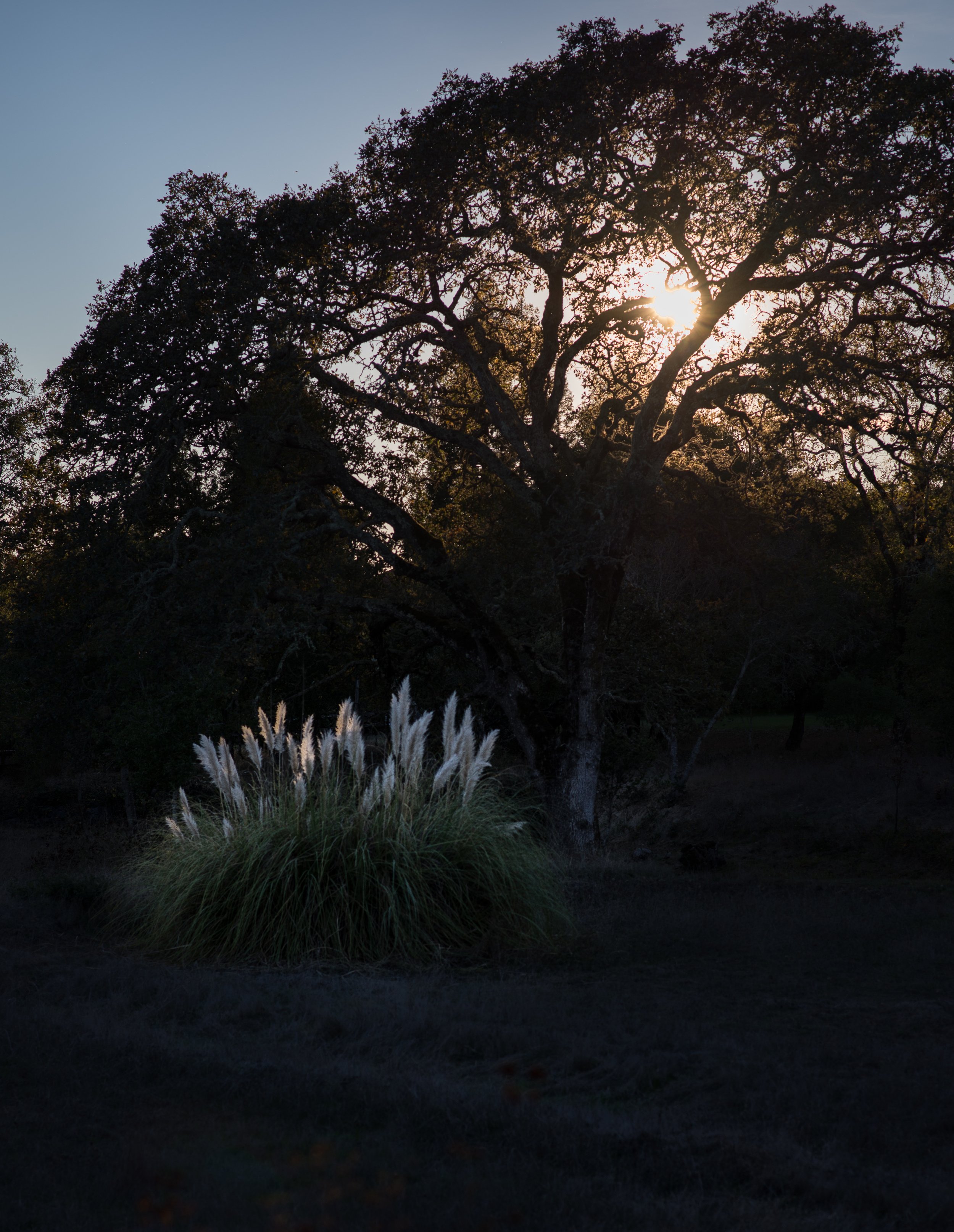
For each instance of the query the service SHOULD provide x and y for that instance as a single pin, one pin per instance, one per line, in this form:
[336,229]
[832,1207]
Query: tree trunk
[587,602]
[798,720]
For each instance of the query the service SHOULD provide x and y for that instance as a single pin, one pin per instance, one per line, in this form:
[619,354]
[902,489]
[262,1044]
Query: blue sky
[103,101]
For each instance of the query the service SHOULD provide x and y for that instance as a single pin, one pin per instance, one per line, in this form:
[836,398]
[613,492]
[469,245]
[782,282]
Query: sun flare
[680,306]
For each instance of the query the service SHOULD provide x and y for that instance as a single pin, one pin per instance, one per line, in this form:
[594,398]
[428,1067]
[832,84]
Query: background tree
[427,315]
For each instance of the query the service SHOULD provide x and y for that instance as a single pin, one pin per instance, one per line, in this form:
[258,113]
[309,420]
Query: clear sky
[103,100]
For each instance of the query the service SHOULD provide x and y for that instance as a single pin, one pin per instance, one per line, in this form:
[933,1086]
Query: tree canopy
[456,347]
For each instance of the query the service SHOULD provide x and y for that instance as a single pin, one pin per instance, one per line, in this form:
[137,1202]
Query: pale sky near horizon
[103,100]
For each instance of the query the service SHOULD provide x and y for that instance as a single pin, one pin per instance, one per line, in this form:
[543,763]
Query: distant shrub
[312,854]
[858,703]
———
[Task statement] Copy all of the entries above verbatim, leaving out the picture.

[Exercise answer]
For each instance of the query the service SHOULD provide x and y for that instance as a single pin, one pin per instance, one per line, in this form:
[336,229]
[832,1207]
Query: tree trunk
[587,602]
[798,720]
For each instance of the query the service SHOULD provide x and y for that instance as a single pin, one pin per instance, one per line, in this form:
[619,354]
[902,489]
[262,1044]
Query: blue sky
[103,101]
For each instance of the query the service SHOULD provide x and y for that instance as a single pin, one pin per instance, one per line, in this form:
[836,398]
[613,492]
[469,245]
[782,282]
Query: sun flare
[680,306]
For each instance of the query the service SHOULD provide x and y for that instance as a single pin, one pin per instance, one per line, in this form:
[594,398]
[428,1067]
[832,84]
Query: background tree
[427,315]
For each instance of the query the service SHOULD provide x and y for that instance as a single pin, one pin per instance, one per line, in this form:
[258,113]
[309,420]
Query: clear sky
[103,100]
For each instance of the query the service SHOULD provide x and y for that instance as a single pin, one pin per instance, one per line, in this form:
[933,1086]
Query: tree canopy
[456,347]
For each instance of the query the service SHOULD provide x and y for that instance as a single pin, one pin per instance, one per line, in this form:
[137,1202]
Query: pale sky near horizon
[103,100]
For each instance of the query the service SHOULD provide x and y for that instance as a single pin, one pin per instance, one per line, in this form:
[543,763]
Query: distant shrub
[312,854]
[858,703]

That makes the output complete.